▸ WHAT NEEDS TO BE DONE: Exactly the lines from the one containing "Labeling tool output request: for every visible tall" through the end of the listing should be written out, both ends included, and nothing more.

[AVAILABLE RECORDS — start]

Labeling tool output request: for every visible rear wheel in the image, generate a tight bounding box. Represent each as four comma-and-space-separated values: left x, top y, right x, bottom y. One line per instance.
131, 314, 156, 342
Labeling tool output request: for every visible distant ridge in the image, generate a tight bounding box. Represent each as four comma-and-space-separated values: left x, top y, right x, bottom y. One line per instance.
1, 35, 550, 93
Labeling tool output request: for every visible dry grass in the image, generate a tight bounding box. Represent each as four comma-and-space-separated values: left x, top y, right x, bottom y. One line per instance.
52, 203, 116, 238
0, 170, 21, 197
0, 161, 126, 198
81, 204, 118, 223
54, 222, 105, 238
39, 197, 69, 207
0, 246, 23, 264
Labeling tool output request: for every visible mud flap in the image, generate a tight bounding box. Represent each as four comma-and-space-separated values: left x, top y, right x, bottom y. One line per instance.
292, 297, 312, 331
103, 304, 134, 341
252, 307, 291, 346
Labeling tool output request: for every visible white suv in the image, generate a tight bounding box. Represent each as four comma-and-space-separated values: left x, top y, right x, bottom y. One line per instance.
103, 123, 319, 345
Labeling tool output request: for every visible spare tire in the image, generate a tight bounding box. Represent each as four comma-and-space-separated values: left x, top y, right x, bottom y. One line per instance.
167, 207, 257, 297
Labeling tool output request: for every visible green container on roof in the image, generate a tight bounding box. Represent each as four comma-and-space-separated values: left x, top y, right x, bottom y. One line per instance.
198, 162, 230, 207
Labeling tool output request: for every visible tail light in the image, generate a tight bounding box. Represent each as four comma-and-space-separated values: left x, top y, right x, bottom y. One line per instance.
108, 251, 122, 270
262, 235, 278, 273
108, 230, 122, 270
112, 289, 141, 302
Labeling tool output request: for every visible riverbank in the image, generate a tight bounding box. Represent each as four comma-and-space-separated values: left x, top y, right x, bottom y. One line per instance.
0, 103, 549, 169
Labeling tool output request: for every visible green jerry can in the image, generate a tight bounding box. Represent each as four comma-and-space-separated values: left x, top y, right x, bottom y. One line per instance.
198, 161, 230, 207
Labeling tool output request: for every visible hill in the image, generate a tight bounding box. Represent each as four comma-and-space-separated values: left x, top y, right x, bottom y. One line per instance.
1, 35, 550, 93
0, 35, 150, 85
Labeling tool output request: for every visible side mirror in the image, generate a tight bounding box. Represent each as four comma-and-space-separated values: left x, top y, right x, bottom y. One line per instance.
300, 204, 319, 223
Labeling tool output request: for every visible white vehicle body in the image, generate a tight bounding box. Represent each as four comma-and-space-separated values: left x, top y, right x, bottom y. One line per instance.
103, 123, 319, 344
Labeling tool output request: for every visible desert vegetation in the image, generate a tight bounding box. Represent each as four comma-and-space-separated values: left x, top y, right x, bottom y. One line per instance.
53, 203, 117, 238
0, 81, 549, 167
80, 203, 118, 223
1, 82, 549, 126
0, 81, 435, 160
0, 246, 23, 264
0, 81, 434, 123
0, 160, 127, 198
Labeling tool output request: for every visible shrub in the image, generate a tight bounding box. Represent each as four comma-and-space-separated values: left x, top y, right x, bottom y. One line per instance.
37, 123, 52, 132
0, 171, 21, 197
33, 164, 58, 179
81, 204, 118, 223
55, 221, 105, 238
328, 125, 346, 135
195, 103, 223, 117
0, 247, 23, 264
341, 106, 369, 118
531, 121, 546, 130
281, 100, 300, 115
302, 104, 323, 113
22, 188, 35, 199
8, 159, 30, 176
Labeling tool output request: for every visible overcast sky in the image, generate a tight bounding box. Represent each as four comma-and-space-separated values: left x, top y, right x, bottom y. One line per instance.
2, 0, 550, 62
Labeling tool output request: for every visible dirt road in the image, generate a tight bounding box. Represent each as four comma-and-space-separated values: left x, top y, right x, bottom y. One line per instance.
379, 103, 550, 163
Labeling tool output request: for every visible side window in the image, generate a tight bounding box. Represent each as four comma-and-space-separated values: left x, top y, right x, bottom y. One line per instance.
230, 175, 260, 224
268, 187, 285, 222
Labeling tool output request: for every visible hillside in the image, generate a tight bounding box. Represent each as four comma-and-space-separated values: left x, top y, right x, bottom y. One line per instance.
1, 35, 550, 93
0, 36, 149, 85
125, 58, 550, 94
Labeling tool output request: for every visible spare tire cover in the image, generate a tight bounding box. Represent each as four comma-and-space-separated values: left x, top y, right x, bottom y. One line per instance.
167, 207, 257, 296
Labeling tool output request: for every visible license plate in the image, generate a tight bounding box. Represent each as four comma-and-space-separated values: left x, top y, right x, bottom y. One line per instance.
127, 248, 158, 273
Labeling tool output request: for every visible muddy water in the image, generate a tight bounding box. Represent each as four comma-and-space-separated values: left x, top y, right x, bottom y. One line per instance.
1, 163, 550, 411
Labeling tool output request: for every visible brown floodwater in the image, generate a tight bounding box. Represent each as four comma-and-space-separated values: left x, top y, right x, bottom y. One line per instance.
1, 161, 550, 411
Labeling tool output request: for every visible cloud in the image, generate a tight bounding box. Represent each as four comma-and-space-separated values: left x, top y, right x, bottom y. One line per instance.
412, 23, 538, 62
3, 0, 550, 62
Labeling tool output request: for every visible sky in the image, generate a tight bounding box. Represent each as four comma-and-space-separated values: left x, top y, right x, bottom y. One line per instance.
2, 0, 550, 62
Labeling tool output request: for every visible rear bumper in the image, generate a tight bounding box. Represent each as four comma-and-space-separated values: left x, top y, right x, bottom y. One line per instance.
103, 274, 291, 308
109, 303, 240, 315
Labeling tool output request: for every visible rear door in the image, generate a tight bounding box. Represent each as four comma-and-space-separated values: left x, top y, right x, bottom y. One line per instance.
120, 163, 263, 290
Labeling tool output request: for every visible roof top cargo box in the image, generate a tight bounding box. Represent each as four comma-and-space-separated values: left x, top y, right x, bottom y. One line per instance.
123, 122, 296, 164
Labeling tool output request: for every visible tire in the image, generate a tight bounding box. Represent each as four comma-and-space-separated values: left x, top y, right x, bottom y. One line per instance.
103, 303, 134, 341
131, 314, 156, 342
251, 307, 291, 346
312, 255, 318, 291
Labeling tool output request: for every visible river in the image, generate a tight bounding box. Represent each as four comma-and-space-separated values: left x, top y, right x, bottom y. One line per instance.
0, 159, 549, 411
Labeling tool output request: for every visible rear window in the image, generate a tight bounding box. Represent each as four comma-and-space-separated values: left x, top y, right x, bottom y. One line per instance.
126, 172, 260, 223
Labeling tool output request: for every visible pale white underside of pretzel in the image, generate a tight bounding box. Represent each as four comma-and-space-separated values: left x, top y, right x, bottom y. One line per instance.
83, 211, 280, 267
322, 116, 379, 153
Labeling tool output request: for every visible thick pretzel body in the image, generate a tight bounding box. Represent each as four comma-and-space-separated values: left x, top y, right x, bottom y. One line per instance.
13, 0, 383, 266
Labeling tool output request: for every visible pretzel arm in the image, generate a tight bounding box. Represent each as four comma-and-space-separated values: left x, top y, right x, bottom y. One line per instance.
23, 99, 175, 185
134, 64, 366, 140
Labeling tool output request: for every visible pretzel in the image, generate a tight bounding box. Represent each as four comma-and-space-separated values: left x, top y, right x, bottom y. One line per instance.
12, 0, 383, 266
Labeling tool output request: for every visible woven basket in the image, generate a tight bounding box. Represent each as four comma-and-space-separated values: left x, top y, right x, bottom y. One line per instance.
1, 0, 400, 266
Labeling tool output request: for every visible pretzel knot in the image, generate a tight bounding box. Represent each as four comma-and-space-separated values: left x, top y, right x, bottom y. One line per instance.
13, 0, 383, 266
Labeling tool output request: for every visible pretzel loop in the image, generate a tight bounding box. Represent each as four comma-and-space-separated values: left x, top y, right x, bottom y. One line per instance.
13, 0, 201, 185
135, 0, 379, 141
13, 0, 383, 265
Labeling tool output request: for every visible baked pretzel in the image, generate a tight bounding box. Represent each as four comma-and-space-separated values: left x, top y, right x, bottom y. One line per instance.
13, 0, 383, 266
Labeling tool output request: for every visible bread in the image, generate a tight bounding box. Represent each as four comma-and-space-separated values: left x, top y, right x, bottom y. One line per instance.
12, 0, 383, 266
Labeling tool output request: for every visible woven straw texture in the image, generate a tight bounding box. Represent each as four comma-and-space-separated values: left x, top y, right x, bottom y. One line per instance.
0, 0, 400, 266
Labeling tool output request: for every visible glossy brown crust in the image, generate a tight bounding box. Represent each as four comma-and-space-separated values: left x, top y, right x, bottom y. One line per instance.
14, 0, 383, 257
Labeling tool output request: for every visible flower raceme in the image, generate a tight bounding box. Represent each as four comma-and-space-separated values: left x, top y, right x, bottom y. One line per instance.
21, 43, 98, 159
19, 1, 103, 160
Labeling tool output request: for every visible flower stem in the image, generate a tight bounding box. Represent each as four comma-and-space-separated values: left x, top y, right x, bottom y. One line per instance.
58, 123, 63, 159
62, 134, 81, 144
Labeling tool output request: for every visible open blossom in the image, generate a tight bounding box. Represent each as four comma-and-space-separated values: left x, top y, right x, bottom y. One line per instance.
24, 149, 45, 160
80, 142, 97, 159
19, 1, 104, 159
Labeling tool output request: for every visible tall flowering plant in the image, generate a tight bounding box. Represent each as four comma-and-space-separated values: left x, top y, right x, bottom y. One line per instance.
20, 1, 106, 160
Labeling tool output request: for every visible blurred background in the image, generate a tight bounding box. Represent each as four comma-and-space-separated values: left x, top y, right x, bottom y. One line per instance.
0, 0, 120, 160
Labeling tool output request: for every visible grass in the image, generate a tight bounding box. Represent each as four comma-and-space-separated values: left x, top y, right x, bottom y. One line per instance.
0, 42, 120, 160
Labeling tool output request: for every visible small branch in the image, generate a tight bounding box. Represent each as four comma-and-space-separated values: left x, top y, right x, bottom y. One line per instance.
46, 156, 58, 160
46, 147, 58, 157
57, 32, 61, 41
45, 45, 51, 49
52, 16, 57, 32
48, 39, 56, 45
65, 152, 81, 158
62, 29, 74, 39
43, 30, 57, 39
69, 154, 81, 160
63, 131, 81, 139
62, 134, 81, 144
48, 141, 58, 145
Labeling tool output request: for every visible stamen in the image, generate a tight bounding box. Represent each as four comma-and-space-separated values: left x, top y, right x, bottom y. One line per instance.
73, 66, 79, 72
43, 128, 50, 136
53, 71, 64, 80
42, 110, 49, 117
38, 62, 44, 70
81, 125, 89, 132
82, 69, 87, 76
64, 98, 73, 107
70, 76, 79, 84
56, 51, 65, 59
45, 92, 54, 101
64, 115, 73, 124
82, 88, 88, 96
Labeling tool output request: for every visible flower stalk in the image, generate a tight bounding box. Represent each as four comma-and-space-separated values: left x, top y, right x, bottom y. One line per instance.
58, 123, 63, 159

[AVAILABLE RECORDS — finish]

▸ PROBLEM SOLUTION:
Labeling tool output request: for every visible tall flowering plant in the image, generate a tight bounding box. Represent each as four comma-and-space-separated values: left x, top y, right x, bottom y. One line per instance.
20, 1, 106, 160
Labeling tool output request: for every visible blurred background in the image, generate a tight bounding box. Represent each as four comma-and-space-separated values: left x, top y, right x, bottom y. One line per instance.
0, 0, 120, 160
Labeling tool output request: for every visible grass in the image, generate a tight bounding box. Represent each as four comma-and-space-separated values: left x, top y, right x, bottom y. One line per instance.
0, 42, 120, 160
Labeling tool output request: for every visible small branch in the image, generate a tight bounding box. Represent each as four comma-and-space-separated values: left x, top y, right x, bottom y. One line per instance.
46, 156, 58, 160
46, 147, 58, 157
57, 32, 61, 41
45, 45, 51, 49
52, 16, 57, 32
48, 39, 56, 45
65, 152, 81, 158
62, 29, 74, 39
43, 30, 57, 39
69, 154, 81, 160
63, 131, 81, 139
62, 134, 81, 144
48, 141, 58, 145
Labeling tool output request: for every visible stamen in the image, generate a tight bounding box. Represent each as four comma-and-space-separated values: left x, top y, right x, bottom y. One line per instance.
73, 66, 79, 72
43, 128, 50, 136
53, 71, 64, 80
42, 110, 49, 117
38, 62, 44, 70
81, 125, 89, 132
82, 69, 87, 76
64, 98, 73, 107
70, 76, 79, 84
56, 51, 65, 59
45, 92, 54, 101
64, 115, 73, 124
82, 88, 88, 96
Labeling tool output request: for every visible flower stalk in the image, generate a tight bounding box. Represent each as four comma-and-space-separated values: left x, top y, right x, bottom y. One line per instance.
58, 123, 63, 159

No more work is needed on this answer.